===== The input =====

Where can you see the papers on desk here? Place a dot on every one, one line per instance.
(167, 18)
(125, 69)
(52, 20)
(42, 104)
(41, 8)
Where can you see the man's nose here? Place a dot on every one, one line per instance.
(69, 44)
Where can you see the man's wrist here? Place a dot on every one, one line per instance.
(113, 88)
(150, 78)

=====
===== The input =====

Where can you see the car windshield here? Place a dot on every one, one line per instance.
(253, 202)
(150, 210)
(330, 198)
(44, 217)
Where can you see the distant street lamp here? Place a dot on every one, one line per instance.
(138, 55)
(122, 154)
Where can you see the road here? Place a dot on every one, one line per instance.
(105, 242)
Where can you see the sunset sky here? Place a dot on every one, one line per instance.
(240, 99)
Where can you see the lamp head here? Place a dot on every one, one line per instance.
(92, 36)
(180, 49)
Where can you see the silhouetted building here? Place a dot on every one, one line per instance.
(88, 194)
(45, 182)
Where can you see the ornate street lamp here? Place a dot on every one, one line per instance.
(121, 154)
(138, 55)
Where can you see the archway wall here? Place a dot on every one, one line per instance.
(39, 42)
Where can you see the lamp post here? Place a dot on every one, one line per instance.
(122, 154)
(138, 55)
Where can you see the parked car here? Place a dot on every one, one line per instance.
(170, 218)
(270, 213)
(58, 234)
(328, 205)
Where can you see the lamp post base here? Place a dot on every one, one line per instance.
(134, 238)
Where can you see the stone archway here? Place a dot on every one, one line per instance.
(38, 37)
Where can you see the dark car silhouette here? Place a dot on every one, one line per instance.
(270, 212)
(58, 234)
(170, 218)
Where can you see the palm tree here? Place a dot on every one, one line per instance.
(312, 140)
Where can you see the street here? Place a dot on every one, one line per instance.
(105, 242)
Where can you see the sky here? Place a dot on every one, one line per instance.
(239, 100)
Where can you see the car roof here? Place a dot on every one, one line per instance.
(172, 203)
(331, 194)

=====

Aim of the exercise: Find each line in the entries above that contains the word "archway" and copy those lines. Treat uppercase and lowercase as different.

Result below:
Where can you see the archway wall here? Place a dot on every one, one line per instance.
Where can you see the stone archway here? Place a dot on every one, one line per instance.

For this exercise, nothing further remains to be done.